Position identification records
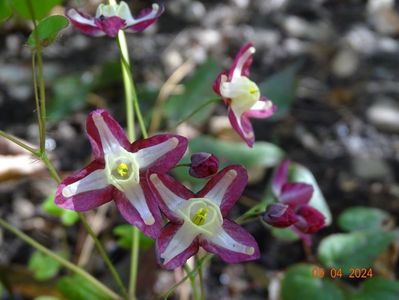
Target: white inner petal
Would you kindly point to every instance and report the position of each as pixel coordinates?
(182, 239)
(109, 142)
(222, 239)
(244, 57)
(74, 15)
(135, 195)
(145, 157)
(94, 181)
(217, 193)
(132, 21)
(172, 201)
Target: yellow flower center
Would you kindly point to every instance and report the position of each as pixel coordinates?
(200, 216)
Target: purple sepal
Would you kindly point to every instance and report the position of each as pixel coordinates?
(280, 215)
(203, 165)
(240, 235)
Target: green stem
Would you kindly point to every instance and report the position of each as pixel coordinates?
(62, 261)
(192, 281)
(199, 108)
(18, 142)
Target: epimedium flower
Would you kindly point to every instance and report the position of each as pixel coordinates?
(203, 165)
(242, 95)
(293, 208)
(120, 171)
(110, 18)
(199, 220)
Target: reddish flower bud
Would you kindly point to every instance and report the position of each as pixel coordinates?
(280, 215)
(310, 219)
(203, 165)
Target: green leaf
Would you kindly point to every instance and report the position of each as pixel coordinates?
(363, 218)
(43, 266)
(124, 237)
(78, 288)
(377, 288)
(47, 31)
(40, 7)
(262, 155)
(357, 249)
(68, 217)
(299, 173)
(5, 10)
(197, 90)
(281, 89)
(299, 283)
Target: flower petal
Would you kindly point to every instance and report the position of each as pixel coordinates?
(175, 244)
(242, 61)
(226, 187)
(159, 153)
(105, 134)
(110, 25)
(145, 18)
(280, 177)
(83, 22)
(296, 193)
(85, 190)
(138, 206)
(171, 194)
(242, 126)
(262, 109)
(232, 243)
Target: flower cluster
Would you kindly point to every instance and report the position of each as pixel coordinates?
(134, 176)
(292, 208)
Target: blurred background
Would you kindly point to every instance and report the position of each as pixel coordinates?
(331, 66)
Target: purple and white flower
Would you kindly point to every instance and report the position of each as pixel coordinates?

* [THE TASK]:
Reproduce every entry above word for word, leaving the pictures out of your answer.

* [TASK RESPONSE]:
Target: white inner petal
Would you kindly point to every instance and report the position of each as pixel coordinates?
(182, 239)
(109, 142)
(222, 239)
(244, 57)
(74, 15)
(135, 195)
(145, 157)
(94, 181)
(217, 193)
(132, 21)
(172, 201)
Target: yellow flower center
Would you kindly point to every instance and report the position of each as pixel coordinates?
(200, 216)
Target: purple sepal
Would you kindly point to every instance and report the position of each as pixel coordinates?
(280, 215)
(203, 165)
(240, 235)
Target: green stem
Would you kindly point to every instance and report the position of each as pixel coordinates?
(62, 261)
(192, 281)
(199, 108)
(18, 142)
Target: epimedium flower
Would you kindly point to every instance and report the position of each as pixel coordinates?
(203, 165)
(242, 95)
(293, 208)
(120, 171)
(110, 18)
(199, 220)
Target: reddish flower bud
Would you kindly point to every instance and report the position of each as pixel coordinates?
(280, 215)
(310, 219)
(203, 165)
Target: green leaf
Would you kindly point to every instance and report the position of each as pixel coordinates?
(363, 218)
(43, 266)
(124, 237)
(78, 288)
(377, 288)
(47, 31)
(40, 7)
(262, 155)
(357, 249)
(68, 217)
(299, 173)
(5, 10)
(197, 90)
(281, 89)
(299, 283)
Target: flower petal
Would you kindly point to every instance and report the position of each as pixel coordinates?
(175, 244)
(242, 61)
(226, 187)
(159, 153)
(105, 134)
(110, 25)
(145, 18)
(280, 177)
(83, 22)
(296, 193)
(85, 190)
(138, 206)
(171, 194)
(242, 126)
(262, 109)
(232, 243)
Target: flower cluster
Would you kindly point to every instance and report the position of each as pixel coordinates?
(134, 176)
(292, 208)
Target: blurred background
Would you kindly point to every instance and report the position of each as pixel coordinates?
(331, 66)
Target: purple and white flower
Would you kindly point to every instance and report the position of each as pixel coordinates?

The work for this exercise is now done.